Entries from a point annotation set
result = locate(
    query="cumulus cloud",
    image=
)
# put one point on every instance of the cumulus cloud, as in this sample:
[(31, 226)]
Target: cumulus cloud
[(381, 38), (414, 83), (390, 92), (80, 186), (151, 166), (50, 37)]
* * *
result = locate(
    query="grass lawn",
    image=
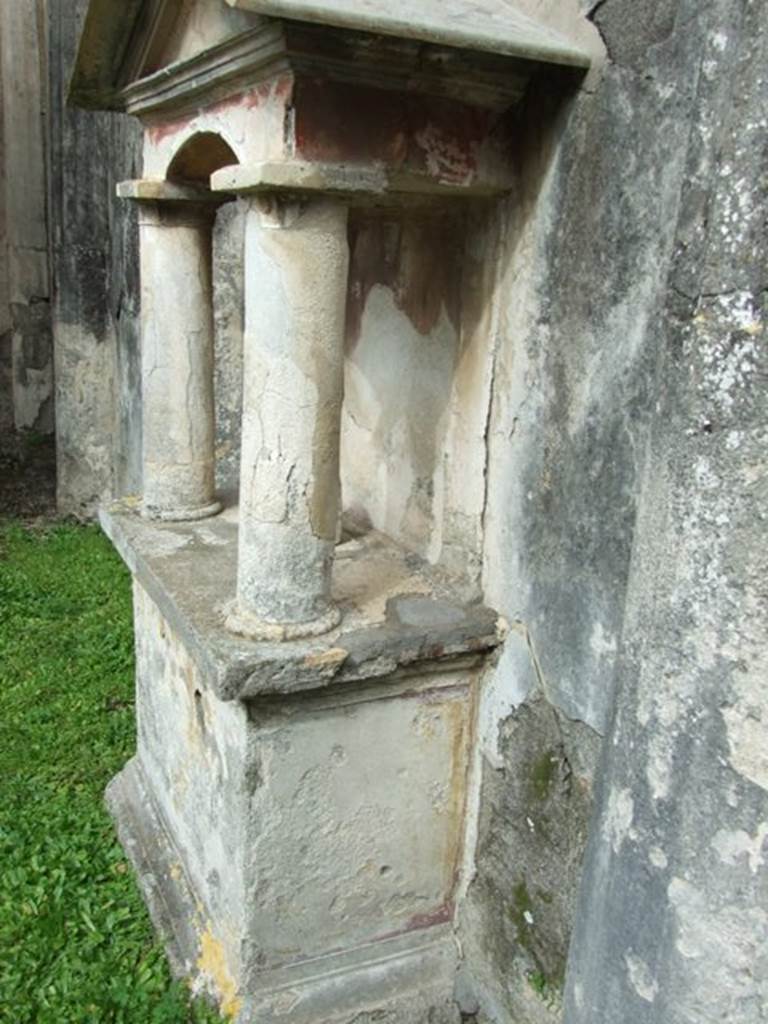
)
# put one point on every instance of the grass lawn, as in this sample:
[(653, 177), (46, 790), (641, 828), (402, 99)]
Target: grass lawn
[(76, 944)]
==
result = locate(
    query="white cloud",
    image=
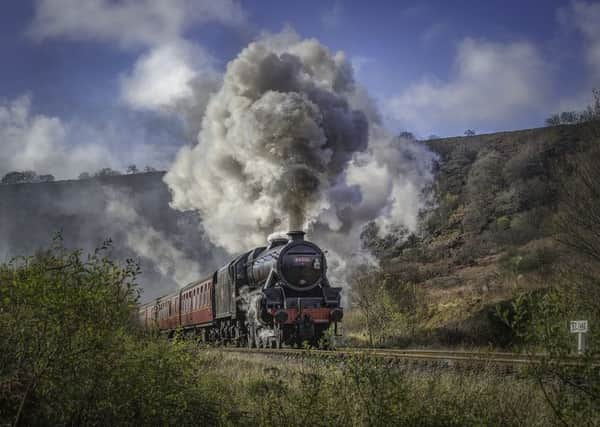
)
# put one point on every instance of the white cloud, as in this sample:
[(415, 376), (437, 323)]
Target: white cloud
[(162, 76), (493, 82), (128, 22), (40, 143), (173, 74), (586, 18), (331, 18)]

**WHAT TO WORK ON:** Gather every line in the records above that contains the string "Target".

**RESPONSE:**
Target: cumulus cloud
Target: grass lawn
Target: white cloud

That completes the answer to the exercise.